Given instruction: Rewrite the records below, substituting "Answer" for every "Result" and keeping everything else the same. Leave the pictures out of your answer.

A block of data

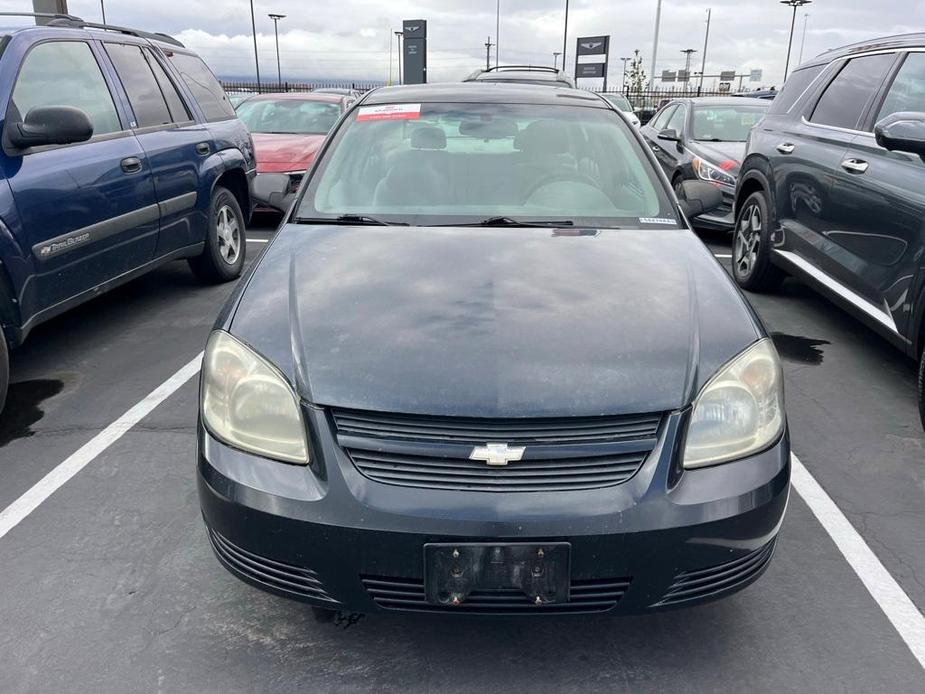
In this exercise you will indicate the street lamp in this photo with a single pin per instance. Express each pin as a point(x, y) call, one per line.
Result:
point(254, 32)
point(398, 35)
point(794, 4)
point(276, 18)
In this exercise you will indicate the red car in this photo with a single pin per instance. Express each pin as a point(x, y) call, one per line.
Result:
point(288, 129)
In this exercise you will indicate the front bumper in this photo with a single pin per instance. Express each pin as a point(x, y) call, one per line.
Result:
point(336, 539)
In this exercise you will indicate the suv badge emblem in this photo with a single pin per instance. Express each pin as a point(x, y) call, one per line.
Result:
point(497, 454)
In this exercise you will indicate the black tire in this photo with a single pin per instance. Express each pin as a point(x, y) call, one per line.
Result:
point(222, 260)
point(751, 247)
point(4, 369)
point(922, 387)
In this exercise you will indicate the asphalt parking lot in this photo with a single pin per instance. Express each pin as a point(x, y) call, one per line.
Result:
point(109, 584)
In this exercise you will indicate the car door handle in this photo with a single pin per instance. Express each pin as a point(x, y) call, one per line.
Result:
point(131, 165)
point(855, 165)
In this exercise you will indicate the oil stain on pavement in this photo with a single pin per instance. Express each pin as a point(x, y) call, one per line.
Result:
point(23, 407)
point(803, 350)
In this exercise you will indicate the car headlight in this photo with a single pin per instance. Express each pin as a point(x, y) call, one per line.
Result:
point(247, 403)
point(740, 411)
point(712, 172)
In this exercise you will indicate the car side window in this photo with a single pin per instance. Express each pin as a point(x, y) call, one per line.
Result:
point(66, 73)
point(144, 93)
point(847, 96)
point(205, 88)
point(178, 111)
point(662, 118)
point(676, 122)
point(907, 93)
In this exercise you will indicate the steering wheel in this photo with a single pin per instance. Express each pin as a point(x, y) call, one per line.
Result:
point(571, 176)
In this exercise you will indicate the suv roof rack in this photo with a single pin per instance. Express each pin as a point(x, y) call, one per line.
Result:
point(529, 68)
point(72, 22)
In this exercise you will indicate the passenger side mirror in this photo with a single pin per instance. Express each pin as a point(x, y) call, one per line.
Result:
point(669, 134)
point(272, 190)
point(903, 132)
point(699, 198)
point(50, 125)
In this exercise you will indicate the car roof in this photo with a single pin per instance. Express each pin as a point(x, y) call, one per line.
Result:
point(486, 92)
point(299, 96)
point(897, 41)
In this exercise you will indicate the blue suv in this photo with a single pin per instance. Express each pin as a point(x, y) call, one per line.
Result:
point(120, 152)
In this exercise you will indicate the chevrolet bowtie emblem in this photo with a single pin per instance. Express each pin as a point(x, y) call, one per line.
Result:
point(497, 453)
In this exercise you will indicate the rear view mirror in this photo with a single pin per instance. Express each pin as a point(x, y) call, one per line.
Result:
point(669, 134)
point(903, 132)
point(272, 190)
point(700, 197)
point(50, 125)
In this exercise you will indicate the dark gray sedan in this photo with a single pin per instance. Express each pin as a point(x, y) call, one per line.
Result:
point(486, 367)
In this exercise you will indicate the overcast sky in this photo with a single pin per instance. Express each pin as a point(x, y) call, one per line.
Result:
point(349, 39)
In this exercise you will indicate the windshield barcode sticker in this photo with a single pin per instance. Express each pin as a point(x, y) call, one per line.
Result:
point(390, 112)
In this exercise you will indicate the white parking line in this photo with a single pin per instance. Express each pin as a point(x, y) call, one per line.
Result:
point(896, 605)
point(883, 588)
point(13, 514)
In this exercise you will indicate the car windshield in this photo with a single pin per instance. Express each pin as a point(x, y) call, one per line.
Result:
point(288, 116)
point(454, 163)
point(620, 102)
point(726, 123)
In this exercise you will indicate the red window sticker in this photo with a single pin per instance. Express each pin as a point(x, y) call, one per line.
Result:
point(390, 112)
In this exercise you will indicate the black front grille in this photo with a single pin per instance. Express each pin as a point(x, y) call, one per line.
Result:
point(268, 572)
point(433, 452)
point(595, 595)
point(472, 430)
point(693, 585)
point(473, 475)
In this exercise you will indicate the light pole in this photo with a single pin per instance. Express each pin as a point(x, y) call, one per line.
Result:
point(803, 42)
point(658, 19)
point(398, 35)
point(256, 59)
point(793, 20)
point(703, 64)
point(565, 39)
point(276, 18)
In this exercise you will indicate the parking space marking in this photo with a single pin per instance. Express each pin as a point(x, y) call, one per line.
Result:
point(13, 514)
point(883, 588)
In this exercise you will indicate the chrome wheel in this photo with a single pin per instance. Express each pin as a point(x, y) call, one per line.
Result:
point(229, 234)
point(747, 240)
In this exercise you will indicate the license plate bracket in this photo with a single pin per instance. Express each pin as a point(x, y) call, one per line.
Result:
point(453, 571)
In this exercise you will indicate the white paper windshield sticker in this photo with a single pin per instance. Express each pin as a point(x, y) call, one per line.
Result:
point(390, 112)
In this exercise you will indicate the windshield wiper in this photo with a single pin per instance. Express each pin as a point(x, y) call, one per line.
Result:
point(511, 222)
point(360, 219)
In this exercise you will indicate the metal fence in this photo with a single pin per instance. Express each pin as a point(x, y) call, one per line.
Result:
point(272, 87)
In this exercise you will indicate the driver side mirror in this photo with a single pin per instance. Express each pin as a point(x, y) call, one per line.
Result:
point(699, 198)
point(669, 134)
point(272, 190)
point(50, 125)
point(903, 132)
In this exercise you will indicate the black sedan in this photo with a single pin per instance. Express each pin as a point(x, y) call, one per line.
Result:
point(704, 139)
point(486, 367)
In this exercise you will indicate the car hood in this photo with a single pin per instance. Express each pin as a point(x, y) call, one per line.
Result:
point(492, 322)
point(285, 152)
point(719, 152)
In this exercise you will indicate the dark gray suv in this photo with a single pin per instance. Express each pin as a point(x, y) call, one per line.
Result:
point(832, 188)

The solution:
In this exercise you will indicate the street lamp in this photo with a single pin per instance. Express each pin as a point(x, y) call, one per line.
Answer:
point(254, 32)
point(398, 35)
point(794, 4)
point(276, 18)
In this exercise you will indicate the red car in this photo with a single pin per instance. Express each pin as a point(x, y) call, one per line.
Answer:
point(288, 129)
In this exercise you will indicate the front bumper in this photo with a single pin per instance. Express each pin as a point(x, y) call, one per line.
Answer:
point(336, 539)
In this exercise you will indicate the suv badge emblem in this photo with a single pin per instance. Express each pin as a point(x, y) call, one per line.
Answer:
point(497, 454)
In this exercise you will indicate the black tire in this photo with a single pin per instance. Express each pin as a point(x, y) call, one per line.
Answer:
point(222, 260)
point(751, 247)
point(4, 369)
point(922, 387)
In this exercise you will indicate the asphalt parking lot in this photo with a single pin per instance. Express each pin as a point(x, y) call, one per line.
Answer:
point(109, 584)
In this exercise you will indicate the car door handle in this photo with a single pin per instance. Express each pin as a point(x, y) call, one per line.
Answer:
point(131, 165)
point(855, 165)
In this exercise you will indicate the oil stain on pavement in this photo with a single pin per instance. Express each pin as a point(x, y) call, one per line.
Answer:
point(23, 407)
point(803, 350)
In this exercise you will indicate the car headlight in this photo with a single pin per instance. Express each pin as a point(x, y) call, one per line.
Answer:
point(247, 403)
point(740, 411)
point(712, 172)
In this exercise you will indicate the car side window in this photo with a single pin per instance. Express each pin as a point(x, y) call, one per line.
Answer:
point(66, 73)
point(144, 93)
point(847, 96)
point(205, 88)
point(178, 111)
point(662, 118)
point(676, 122)
point(907, 93)
In this exercise you will indicate the steering wheel in this photo with a single pin per instance. Express each pin as a point(x, y) call, one per line.
Answer:
point(571, 176)
In this exercise you will indicate the suv roof rack in this photo with a single pin per instance. Express each pin as a point(x, y) call, one per line.
Answer:
point(529, 68)
point(72, 22)
In this exercise you will indicate the passenger side mirror in this photo with a single pin per instance. Express each pin as a point(x, y) call, one per line.
Answer:
point(669, 134)
point(272, 190)
point(903, 132)
point(699, 198)
point(50, 125)
In this exercise you will indicate the car roof in this photo with a single pin per instance. Express each pin as a point(x, y) call, one per line.
Answer:
point(486, 92)
point(299, 96)
point(897, 41)
In this exercise you will indicate the blue suv in this photo with a single pin per instance. Express each pin as a point(x, y) call, one per line.
Answer:
point(120, 152)
In this exercise you will indicate the chevrolet bowtie emblem in this photo with a single pin per instance. Express each pin as a point(x, y) call, one per line.
Answer:
point(497, 453)
In this exercise you will indicate the rear view mirror in this photo with a single pin per instance. Express each pin as a point(x, y) call, one per line.
Answer:
point(669, 134)
point(903, 132)
point(272, 190)
point(700, 197)
point(50, 125)
In this exercise you will indicate the dark gray sedan in this photo with a single pin per instance. Express each pin as a point(x, y) call, one per line.
Answer:
point(486, 367)
In this exercise you will indicate the overcast sky in this photo with a single pin per instance. Express each pin as a point(x, y) call, one per line.
Answer:
point(349, 39)
In this exercise you will indicate the windshield barcode sticker in this photo with a single pin per instance. Express each pin as a point(x, y) call, one per line.
Answer:
point(390, 112)
In this exercise you will indicate the white parking line in this photo with a single pin per instance. Express each pin as a point(x, y) call, one per line.
Answer:
point(896, 605)
point(883, 588)
point(13, 514)
In this exercise you will indicate the car windshield in this photo with a single pin per instance. Express each pin as a point(x, y) call, one per line.
Answer:
point(288, 116)
point(454, 163)
point(620, 102)
point(726, 123)
In this exercise you will indicate the red window sticker in this photo with a single pin per instance. Express each pin as a point(x, y) call, one per line.
Answer:
point(390, 112)
In this exercise you will indicate the black front grille in this photo with a single pin per instance. Express each pin as a point(x, y) call, one per line.
Answer:
point(268, 572)
point(433, 452)
point(595, 595)
point(472, 430)
point(693, 585)
point(473, 475)
In this exercise you will indicate the light pole in this photo with a single pin per instance. Express each pin as a point(x, y) call, one per line.
Answer:
point(803, 42)
point(658, 19)
point(398, 35)
point(256, 59)
point(793, 20)
point(703, 64)
point(565, 39)
point(276, 18)
In this exercise you will indicate the parking space marking in this photo with a single pin per instance. Express each pin as a point(x, y) call, one per line.
Answer:
point(13, 514)
point(883, 588)
In this exercise you will indicate the chrome wheel in this photo with a single pin per instance. Express each pin as a point(x, y) call, one per line.
Answer:
point(229, 234)
point(747, 240)
In this exercise you will indicate the license plate bracket in this photo with a single pin per instance. Express each pin as a point(x, y) call, one per line.
Answer:
point(453, 571)
In this exercise you will indicate the white paper windshield sticker in this photo with a single pin per instance. Express each pin as a point(x, y) call, one per line.
Answer:
point(390, 112)
In this exercise you will indicate the windshield wiper in this photo with a single pin per instance. Express each pin as a point(x, y) call, one per line.
Answer:
point(511, 222)
point(360, 219)
In this exercise you will indicate the metal fence in this photo with a single pin per instance. Express each pin as a point(x, y) call, one per line.
Answer:
point(272, 87)
In this exercise you will indicate the driver side mirror in this photo with a single pin per instance. Express each pin as a point(x, y) call, one per line.
Answer:
point(699, 198)
point(669, 134)
point(272, 190)
point(50, 125)
point(903, 132)
In this exercise you will indicate the black sedan in this photo with a single pin per instance. Express each pin as a point(x, y) call, one per line.
Answer:
point(704, 139)
point(486, 367)
In this exercise you will indicate the car hood in this photo with a single pin per instance. Express each pin as a point(x, y) call, one per line.
Answer:
point(492, 322)
point(285, 152)
point(719, 152)
In this exercise you will indicate the dark gray suv in this photo with a single pin per instance. Express each pin as a point(x, y) call, one per line.
Answer:
point(832, 188)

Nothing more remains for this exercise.